** Material for this exercise follows **

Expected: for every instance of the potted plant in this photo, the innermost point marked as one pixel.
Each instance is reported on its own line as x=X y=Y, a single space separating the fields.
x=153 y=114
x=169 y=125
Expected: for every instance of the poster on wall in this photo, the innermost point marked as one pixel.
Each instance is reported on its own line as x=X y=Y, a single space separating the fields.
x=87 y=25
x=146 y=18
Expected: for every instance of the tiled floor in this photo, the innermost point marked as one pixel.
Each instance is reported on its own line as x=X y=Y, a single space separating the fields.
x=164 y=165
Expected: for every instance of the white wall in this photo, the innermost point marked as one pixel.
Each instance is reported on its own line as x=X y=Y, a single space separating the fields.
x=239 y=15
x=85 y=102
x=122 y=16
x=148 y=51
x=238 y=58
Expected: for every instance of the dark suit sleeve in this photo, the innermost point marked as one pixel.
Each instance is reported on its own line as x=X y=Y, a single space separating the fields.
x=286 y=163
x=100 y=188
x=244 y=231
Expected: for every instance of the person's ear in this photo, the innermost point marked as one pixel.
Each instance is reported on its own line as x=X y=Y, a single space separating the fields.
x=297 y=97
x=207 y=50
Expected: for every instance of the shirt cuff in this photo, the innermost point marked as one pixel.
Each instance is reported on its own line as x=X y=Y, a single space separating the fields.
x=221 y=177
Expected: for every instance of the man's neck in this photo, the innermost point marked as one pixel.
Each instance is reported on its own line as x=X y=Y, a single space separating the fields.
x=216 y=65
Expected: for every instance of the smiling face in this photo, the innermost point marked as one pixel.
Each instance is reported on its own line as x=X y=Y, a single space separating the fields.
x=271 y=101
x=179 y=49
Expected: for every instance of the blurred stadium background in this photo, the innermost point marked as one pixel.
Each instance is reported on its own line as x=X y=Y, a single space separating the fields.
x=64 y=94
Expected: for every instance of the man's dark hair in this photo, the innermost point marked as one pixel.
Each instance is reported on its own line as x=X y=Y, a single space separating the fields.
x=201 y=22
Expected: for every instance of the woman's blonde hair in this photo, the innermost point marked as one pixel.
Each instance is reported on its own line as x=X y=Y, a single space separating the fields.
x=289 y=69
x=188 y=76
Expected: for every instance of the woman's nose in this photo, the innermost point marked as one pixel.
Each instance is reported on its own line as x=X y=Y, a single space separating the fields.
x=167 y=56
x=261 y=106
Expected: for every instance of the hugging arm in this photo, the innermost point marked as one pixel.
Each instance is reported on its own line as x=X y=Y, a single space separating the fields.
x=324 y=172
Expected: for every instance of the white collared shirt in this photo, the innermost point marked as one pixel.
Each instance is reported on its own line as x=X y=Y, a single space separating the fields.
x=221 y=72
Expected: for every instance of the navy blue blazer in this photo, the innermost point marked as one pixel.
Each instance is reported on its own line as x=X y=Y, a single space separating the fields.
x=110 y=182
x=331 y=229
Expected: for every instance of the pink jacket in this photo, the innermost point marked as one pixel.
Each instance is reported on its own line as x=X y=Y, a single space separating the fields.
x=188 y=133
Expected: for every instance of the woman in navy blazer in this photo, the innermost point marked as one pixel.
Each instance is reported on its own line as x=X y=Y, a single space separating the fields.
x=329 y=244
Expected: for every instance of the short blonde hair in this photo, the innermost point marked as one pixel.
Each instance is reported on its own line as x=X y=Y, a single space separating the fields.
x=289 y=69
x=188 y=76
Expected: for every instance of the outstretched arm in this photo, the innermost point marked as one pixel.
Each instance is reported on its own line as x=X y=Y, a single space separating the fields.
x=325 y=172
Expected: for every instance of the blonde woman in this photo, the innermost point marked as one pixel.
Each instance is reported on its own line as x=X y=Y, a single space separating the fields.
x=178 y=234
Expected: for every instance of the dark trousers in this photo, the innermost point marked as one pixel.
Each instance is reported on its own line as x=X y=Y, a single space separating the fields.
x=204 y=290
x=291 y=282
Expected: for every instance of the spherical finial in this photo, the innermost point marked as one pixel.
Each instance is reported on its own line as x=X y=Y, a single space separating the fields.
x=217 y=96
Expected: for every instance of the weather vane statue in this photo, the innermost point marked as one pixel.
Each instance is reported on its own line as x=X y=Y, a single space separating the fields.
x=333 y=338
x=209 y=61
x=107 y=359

** End of Material for this exercise **

◆ Assigned task
Reproduce the records above exactly, starting with the line that contains "Expected: for every instance of the woman in" and ending with the last line.

◆ Result for this task
Expected: for every instance of the woman in navy blazer in this photo, the innermost point marked as one pixel.
Each instance is reported on its own line as x=X y=Y, a single space separating the fields.
x=329 y=244
Expected: for every instance of the short blonde hair in this photo, the innermost point marked as one pixel.
Each instance is reported on its own line as x=X y=Y, a single space separating the fields.
x=289 y=69
x=188 y=76
Expected: for every instance of the outstretched arm in this photo, the innermost point marked as one pixel.
Each instance is reported on its own line as x=X y=Y, a single space separating the fields.
x=325 y=172
Expected: for every instance of the blonde woman in this photo, the innermost point marked as one pixel.
Each instance is reported on its own line as x=X y=Y, a single space separating the fields.
x=178 y=234
Expected: for every instance of the dark trousers in this photo, the innermost point marked as one pixel.
Each instance is reported on its own line as x=X y=Y, a single space separating the fields.
x=204 y=290
x=291 y=282
Expected: for every instance of the spherical finial in this photo, the innermost point marked as one pixel.
Each instance is reported on its own line as x=X y=Y, a single space separating the fields.
x=217 y=96
Expected: for every instance of the weather vane statue in this photo, the innermost point marked as one pixel.
Each instance is reported on its own line as x=X y=Y, a single space separating the fields.
x=333 y=338
x=209 y=61
x=107 y=359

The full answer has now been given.